## [Source data]
——————————

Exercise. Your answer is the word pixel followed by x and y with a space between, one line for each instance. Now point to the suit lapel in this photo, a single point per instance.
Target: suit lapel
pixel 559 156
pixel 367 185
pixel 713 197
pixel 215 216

——————————

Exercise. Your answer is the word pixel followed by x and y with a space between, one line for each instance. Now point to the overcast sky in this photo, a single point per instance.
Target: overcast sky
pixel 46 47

——————————

## [Your objective]
Show every row above that contains the string "suit", treating uppercase and lowercase as different.

## [Answer to the task]
Exercise. Your answer is the word pixel followed by x and y with a space between, one line for each instance. Now point to the suit lapel in this photo, a single point per instance.
Target: suit lapel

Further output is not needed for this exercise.